# [Coordinate annotation data]
◆ ◆ ◆ ◆ ◆ ◆ ◆

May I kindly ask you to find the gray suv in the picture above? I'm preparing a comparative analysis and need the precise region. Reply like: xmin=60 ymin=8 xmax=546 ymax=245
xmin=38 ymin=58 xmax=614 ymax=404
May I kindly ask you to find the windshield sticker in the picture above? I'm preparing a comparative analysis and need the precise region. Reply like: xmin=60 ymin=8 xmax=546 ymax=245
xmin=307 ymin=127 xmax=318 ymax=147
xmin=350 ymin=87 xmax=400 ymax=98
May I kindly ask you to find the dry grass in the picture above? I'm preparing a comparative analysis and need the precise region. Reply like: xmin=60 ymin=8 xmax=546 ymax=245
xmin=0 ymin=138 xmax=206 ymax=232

◆ ◆ ◆ ◆ ◆ ◆ ◆

Print all of the data above again, line for line and without any changes.

May I kindly ask you to find the gray suv in the picture above? I'm preparing a comparative analysis and need the precise region. Reply like: xmin=60 ymin=8 xmax=546 ymax=245
xmin=38 ymin=58 xmax=614 ymax=404
May I kindly ask you to find the windshield sticker in the picture above? I'm preparing a comparative analysis and need the precise region. Reply like: xmin=60 ymin=8 xmax=546 ymax=245
xmin=307 ymin=127 xmax=318 ymax=147
xmin=350 ymin=87 xmax=400 ymax=98
May I kindly ask you to find the dry grass in the picture above? I'm preparing a comparative analysis and need the precise region. Reply like: xmin=60 ymin=8 xmax=546 ymax=245
xmin=0 ymin=138 xmax=206 ymax=232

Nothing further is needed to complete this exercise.